**Task objective**
All of the entries are to be repeated exactly, with no pictures included.

[Records provided]

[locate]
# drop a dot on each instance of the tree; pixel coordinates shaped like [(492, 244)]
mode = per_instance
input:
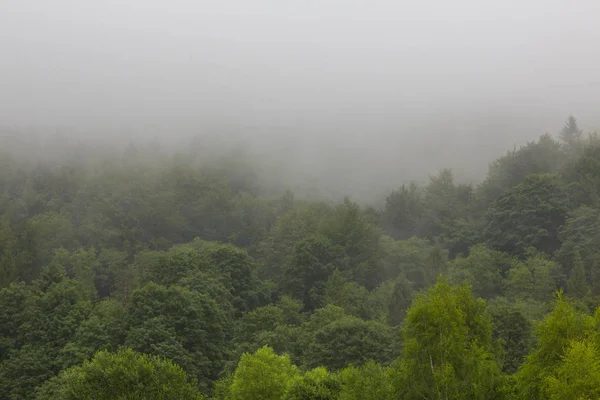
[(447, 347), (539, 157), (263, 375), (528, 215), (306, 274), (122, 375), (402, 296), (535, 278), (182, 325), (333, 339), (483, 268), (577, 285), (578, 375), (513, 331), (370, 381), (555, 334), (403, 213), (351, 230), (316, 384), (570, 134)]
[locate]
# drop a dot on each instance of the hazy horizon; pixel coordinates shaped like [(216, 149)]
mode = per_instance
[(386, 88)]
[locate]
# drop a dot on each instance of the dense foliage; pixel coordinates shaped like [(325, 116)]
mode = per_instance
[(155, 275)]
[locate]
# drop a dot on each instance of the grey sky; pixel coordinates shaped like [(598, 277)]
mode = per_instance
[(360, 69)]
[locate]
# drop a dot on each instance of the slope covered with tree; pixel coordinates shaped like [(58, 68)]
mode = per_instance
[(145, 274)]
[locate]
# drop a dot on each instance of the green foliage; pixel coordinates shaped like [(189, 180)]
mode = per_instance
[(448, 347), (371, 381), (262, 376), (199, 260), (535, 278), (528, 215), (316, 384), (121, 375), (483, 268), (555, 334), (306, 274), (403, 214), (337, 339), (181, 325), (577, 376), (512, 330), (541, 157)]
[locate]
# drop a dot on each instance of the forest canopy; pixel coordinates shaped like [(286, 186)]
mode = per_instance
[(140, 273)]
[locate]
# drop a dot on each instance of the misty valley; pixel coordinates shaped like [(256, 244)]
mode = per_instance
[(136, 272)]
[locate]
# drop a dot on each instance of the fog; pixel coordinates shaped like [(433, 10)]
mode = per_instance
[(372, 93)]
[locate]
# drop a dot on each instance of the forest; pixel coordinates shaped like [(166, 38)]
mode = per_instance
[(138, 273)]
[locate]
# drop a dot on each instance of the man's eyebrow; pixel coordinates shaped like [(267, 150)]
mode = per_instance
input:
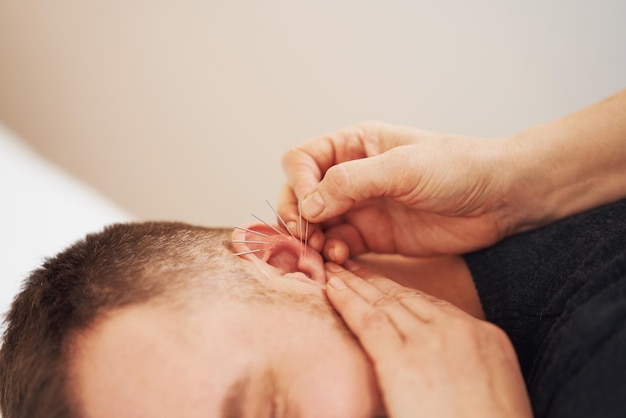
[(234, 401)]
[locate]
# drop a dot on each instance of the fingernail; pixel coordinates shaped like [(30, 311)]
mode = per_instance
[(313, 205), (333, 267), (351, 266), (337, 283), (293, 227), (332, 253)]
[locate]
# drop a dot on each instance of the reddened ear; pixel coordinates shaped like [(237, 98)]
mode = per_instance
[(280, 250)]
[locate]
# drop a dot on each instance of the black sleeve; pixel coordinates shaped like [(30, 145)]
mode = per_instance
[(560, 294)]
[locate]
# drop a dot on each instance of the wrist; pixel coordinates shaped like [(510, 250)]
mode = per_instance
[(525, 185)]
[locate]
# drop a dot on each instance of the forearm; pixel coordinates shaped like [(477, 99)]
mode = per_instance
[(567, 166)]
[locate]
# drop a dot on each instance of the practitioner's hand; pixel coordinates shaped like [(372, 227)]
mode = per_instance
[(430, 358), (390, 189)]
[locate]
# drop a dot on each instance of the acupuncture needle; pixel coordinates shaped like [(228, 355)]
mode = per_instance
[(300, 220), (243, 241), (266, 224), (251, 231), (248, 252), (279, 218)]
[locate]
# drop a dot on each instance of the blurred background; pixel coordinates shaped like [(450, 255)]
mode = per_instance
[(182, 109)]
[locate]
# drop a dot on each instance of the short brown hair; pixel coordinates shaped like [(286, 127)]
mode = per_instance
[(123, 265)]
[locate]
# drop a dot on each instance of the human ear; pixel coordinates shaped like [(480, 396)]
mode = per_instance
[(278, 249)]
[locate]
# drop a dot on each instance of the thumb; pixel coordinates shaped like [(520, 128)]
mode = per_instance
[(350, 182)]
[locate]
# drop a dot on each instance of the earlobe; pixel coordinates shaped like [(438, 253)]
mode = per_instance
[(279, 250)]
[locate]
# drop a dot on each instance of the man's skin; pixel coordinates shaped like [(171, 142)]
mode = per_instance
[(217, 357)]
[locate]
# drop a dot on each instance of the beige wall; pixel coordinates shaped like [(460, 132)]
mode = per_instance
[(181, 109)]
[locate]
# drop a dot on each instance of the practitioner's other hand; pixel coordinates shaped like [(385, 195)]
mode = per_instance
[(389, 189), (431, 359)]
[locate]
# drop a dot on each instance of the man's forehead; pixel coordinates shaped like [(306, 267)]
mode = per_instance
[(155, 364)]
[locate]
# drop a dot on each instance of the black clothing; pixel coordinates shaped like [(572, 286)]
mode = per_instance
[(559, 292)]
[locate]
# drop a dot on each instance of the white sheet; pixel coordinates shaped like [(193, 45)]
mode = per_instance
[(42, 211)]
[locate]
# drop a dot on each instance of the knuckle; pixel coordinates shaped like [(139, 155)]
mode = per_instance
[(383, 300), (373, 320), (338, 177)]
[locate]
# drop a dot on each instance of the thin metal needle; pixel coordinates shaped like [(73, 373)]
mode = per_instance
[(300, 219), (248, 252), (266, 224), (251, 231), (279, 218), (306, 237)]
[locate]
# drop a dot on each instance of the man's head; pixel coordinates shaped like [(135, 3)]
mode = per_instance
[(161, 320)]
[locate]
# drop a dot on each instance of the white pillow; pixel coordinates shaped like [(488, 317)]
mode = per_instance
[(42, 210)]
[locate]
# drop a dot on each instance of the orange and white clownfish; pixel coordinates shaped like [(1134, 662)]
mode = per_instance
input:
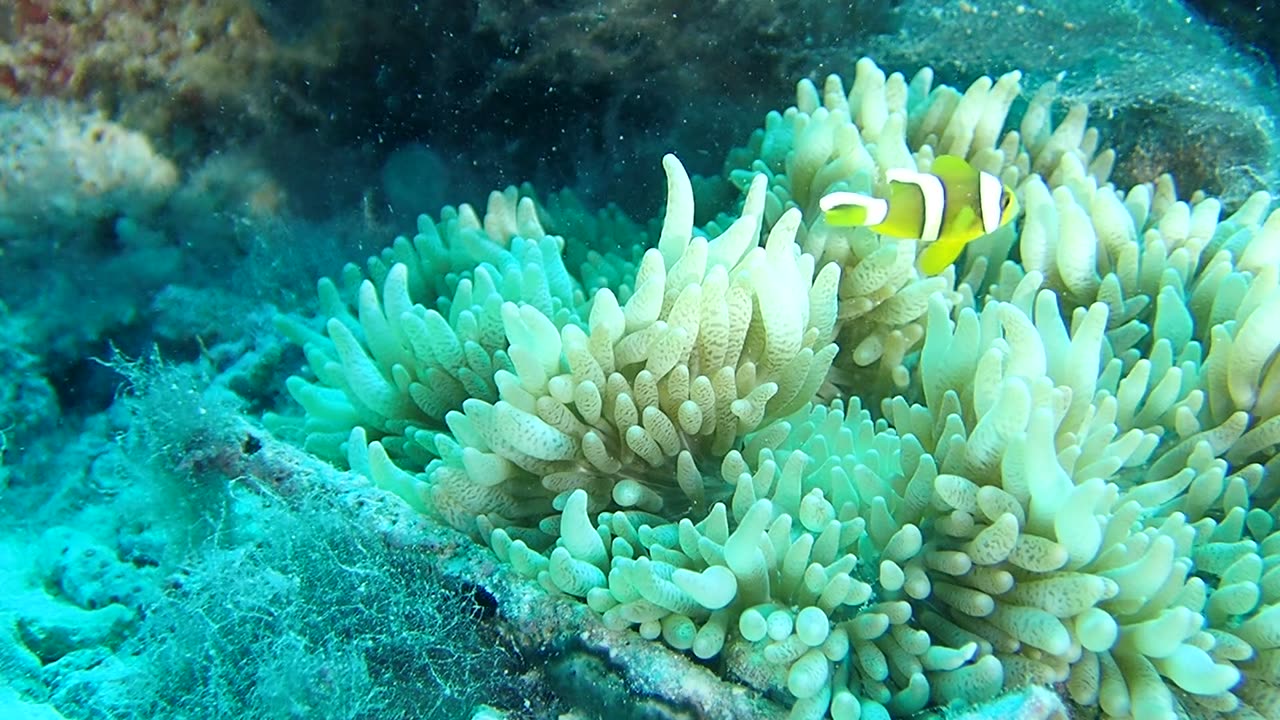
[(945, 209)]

[/Records provided]

**Expected answer**
[locate]
# drop a dot on each instance of the tree; pixel coordinates shaped like [(492, 244)]
mode = per_instance
input:
[(447, 347), (539, 157), (263, 375), (528, 215), (306, 274), (122, 375), (402, 296), (535, 278), (182, 325), (333, 339), (483, 268), (577, 285), (578, 375), (513, 331), (370, 381), (555, 334), (403, 213), (351, 230), (316, 384), (570, 134)]
[locate]
# drop a dot on each instance of the hazy horizon; pixel coordinates shaped like [(216, 149)]
mode = per_instance
[(386, 88)]
[locate]
# drop a dot on each instance of the dense foliage; pixel coordinates shaped like [(325, 116)]
mode = per_instance
[(155, 275)]
[locate]
# drop a dot on each instance of the grey sky; pixel coordinates shaped like [(598, 277)]
mode = per_instance
[(360, 69)]
[locate]
# drop a dot on each instance of the slope covered with tree; pixel coordinates shaped like [(58, 68)]
mode = per_instance
[(145, 274)]
[locate]
# drop a dot on each instance of the green foliage; pixel coordinates shaped like [(189, 180)]
mode = per_instance
[(448, 347), (371, 381), (262, 376), (199, 260), (535, 278), (528, 215), (316, 384), (121, 375), (483, 268), (555, 334), (306, 274), (403, 214), (337, 339), (181, 325), (577, 376), (512, 330), (541, 157)]
[locate]
# drop a dot on each instance of the forest canopy; pixel coordinates shaped like [(286, 186)]
mode = per_instance
[(140, 273)]
[locate]
# drop a dot on each instance of the misty valley; pixel coordinates shaped like [(256, 244)]
mode = per_instance
[(136, 272)]
[locate]
# drop a dot on each instance of the fog; pixel coordinates shaped like [(433, 10)]
mode = per_instance
[(372, 93)]
[locate]
# drop a dot on each instance of the forest; pixel coordinates shaped like [(166, 38)]
mode = per_instance
[(138, 273)]
[locate]
# drop a dot on each instance of the man's eyebrow; pixel coordinates shaped like [(267, 150)]
mode = per_instance
input:
[(234, 401)]
[locate]
# drop a dot on each instance of the fingernail; pixel coordinates shaped like [(30, 311)]
mode = per_instance
[(313, 205), (333, 267), (351, 266), (337, 283), (293, 227), (332, 253)]
[locate]
# drop a dot on each instance of the reddened ear; pixel coordinates shaped like [(237, 98)]
mode = per_instance
[(280, 250)]
[locate]
# drop a dot on each instance of the black sleeve; pixel coordinates shaped like [(30, 145)]
mode = per_instance
[(560, 294)]
[locate]
# drop a dot on each instance of the wrist; pixel coordinates shaped like [(510, 250)]
mode = per_instance
[(525, 185)]
[locate]
# drop a dot on each instance of the forearm; pixel coordinates shaped like [(477, 99)]
mode = per_instance
[(567, 166)]
[locate]
# drop a dot on each instance of the practitioner's hand; pixel coordinates shaped like [(372, 227)]
mode = per_instance
[(430, 358), (390, 189)]
[locate]
# drop a dot on each instance of the acupuncture needle; pixel coordinates shaped like [(228, 355)]
mode = per_instance
[(300, 220), (243, 241), (266, 224), (251, 231), (248, 252), (279, 218)]
[locate]
# drop a dot on each instance of the blurred background; pixel coordinates shaped like [(450, 255)]
mode = per_instance
[(182, 109)]
[locate]
# drop a dot on each instance of the short brown hair; pixel coordinates shaped like [(286, 127)]
mode = per_instance
[(123, 265)]
[locate]
# drop a dot on each instance of the human ear; pixel coordinates shaped like [(480, 396)]
mode = per_instance
[(278, 249)]
[locate]
# drop a dot on each instance of the thumb; pixel coordinates shaped like [(520, 128)]
mode = per_instance
[(350, 182)]
[locate]
# drop a dot on each instance of the earlobe; pixel coordinates shaped like [(438, 253)]
mode = per_instance
[(279, 250)]
[locate]
# drop a dot on each instance of the man's skin; pixel coordinates shaped like [(171, 142)]
mode = per_instance
[(217, 357)]
[locate]
# drop a dot on each instance of the beige wall; pixel coordinates shaped like [(460, 132)]
mode = per_instance
[(181, 109)]
[locate]
# drop a dot on each instance of the practitioner's other hand; pixel coordinates shaped like [(385, 195)]
mode = per_instance
[(389, 189), (431, 359)]
[locate]
# drop a dot on each instance of the man's forehead; pixel coordinates shaped like [(306, 267)]
mode = per_instance
[(155, 364)]
[locate]
# drop a dot on each instance of the black clothing; pixel coordinates shaped like [(572, 286)]
mode = per_instance
[(559, 292)]
[locate]
# drop a dot on each instance of the white sheet; pixel coordinates shaped like [(193, 45)]
mode = per_instance
[(42, 211)]
[locate]
# drop a dot on each instance of the knuckle; pixel coordinates shaped like [(139, 155)]
mode = per_instance
[(383, 300), (373, 320), (338, 177)]
[locate]
# drop a dot on each instance of the thin metal needle; pixel coordinates shaped like [(73, 373)]
mode = per_instance
[(300, 219), (248, 252), (266, 224), (251, 231), (279, 218), (306, 237)]
[locate]
# drop a dot on each instance of the man's head; pixel coordinates shaped like [(135, 3)]
mode = per_instance
[(161, 320)]
[locate]
# drop a dot on each instance of the white pillow; pixel coordinates shaped like [(488, 317)]
mode = per_instance
[(42, 210)]
[locate]
# drop a dot on each instance of the orange and white clownfish; pixel coordinates shaped like [(1134, 662)]
mode = per_instance
input:
[(945, 209)]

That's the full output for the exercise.